Copy out, word for word, the stretch of items from the line containing "instance of clump" through the line containing "[63,7,92,25]", both ends included.

#### Listed entries ####

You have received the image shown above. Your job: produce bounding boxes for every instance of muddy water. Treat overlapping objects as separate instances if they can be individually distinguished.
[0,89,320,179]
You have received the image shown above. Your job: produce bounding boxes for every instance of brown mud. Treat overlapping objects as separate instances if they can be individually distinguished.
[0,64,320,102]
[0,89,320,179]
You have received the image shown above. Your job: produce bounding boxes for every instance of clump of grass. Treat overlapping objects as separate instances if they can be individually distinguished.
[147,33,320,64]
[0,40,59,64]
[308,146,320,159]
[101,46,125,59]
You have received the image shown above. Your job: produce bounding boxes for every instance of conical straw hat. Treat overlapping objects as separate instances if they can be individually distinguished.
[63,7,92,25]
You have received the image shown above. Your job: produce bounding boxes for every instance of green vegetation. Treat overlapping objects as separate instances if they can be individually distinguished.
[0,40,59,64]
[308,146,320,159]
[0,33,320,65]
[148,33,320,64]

####
#### Listed entries ####

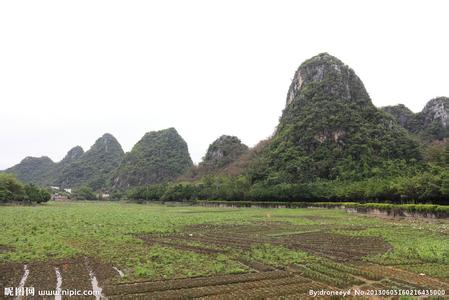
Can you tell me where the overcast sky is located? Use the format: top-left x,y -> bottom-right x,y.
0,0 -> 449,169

####

--- Task response ---
You have received the image shown above. Your job: produce bounding boxes for every instance of clump of grass. Treat overlapping objects as separate instances if they can be individually distinguished.
[147,33,320,64]
[0,40,59,64]
[308,146,320,159]
[101,46,125,59]
You have received the image shown above. Your job: produce bounding boxes for every instance of conical straw hat. Treat overlapping objects as separate instances if they can be individually distinguished.
[63,7,92,25]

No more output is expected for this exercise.